Exactly those lines that run from the one containing "Look at the photo above. For each instance of the green" through the last line of the entries below should be printed, and no others.

Natural-language object grounding data>
______

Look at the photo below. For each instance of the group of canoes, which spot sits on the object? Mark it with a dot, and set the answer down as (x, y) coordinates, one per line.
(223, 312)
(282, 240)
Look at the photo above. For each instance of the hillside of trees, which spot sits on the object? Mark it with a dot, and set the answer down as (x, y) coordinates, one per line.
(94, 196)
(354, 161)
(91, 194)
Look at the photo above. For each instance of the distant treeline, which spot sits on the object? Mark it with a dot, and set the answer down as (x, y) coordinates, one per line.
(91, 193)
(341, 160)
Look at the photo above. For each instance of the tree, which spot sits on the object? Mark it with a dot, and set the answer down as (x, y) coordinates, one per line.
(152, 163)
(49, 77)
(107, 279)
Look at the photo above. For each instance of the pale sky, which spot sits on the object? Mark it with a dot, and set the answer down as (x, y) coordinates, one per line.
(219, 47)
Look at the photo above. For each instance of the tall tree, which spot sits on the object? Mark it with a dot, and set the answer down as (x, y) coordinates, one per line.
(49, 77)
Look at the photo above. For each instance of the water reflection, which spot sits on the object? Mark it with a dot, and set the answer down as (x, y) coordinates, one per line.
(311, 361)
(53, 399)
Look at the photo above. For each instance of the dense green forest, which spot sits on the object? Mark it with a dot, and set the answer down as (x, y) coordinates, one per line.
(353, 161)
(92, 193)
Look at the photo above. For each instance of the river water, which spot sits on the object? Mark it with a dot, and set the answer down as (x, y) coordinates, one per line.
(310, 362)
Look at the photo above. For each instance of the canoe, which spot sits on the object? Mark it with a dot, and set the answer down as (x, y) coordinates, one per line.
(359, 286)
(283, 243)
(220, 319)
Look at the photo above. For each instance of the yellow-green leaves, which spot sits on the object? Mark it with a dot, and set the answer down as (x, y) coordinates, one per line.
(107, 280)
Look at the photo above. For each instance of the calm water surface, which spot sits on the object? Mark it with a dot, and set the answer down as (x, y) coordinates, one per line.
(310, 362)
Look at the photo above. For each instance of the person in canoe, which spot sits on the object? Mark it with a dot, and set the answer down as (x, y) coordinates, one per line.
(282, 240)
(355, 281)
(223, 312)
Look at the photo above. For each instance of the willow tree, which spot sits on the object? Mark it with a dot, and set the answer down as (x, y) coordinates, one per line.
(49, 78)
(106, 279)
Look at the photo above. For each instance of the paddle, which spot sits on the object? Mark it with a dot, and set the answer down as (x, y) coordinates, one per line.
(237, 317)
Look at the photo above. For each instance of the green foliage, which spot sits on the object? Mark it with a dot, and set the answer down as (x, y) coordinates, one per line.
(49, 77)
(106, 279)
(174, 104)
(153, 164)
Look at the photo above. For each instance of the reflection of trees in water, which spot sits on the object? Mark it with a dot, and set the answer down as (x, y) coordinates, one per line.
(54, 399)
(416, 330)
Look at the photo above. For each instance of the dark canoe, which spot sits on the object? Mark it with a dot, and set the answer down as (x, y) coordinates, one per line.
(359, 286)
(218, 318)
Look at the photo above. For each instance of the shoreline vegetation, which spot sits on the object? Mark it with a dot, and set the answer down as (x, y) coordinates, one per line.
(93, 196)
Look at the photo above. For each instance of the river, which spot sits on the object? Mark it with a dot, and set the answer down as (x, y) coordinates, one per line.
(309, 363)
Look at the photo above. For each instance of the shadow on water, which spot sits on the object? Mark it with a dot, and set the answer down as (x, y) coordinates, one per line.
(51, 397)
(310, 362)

______

EXPECTED ANSWER>
Look at the photo above. For each instance of the green foliage, which spot sits on the object? Mark it with a dot, and set the answer down as (x, y) coordinates, one per line.
(49, 77)
(106, 279)
(174, 104)
(153, 164)
Look at the photo above. For each instance of the reflection of trees in water, which spot sits on the object? Mark it with a dot, and set the answer down as (x, y) coordinates, one per line.
(54, 399)
(416, 330)
Look at the photo above. For each instance of the dark canoe, which spot sits on the object? Mark it with a dot, and set the answer down as (x, y) coordinates, one per line.
(359, 286)
(218, 318)
Look at the photo above. For each instance of the shoreline vegetation, which spot sits on the object? Mark it with a dot, and set the answer down as (x, y) coordinates, one per line.
(93, 196)
Look at the photo above. For each instance of the river, which spot sits on the object? Mark it with a dot, and set the answer down as (x, y) coordinates, one per line.
(309, 363)
Look at the photo above. For each instance of the shadow on water, which spot sits on the object? Mark it with a dot, and set the answer down as (x, y) coordinates, one per line.
(51, 397)
(310, 362)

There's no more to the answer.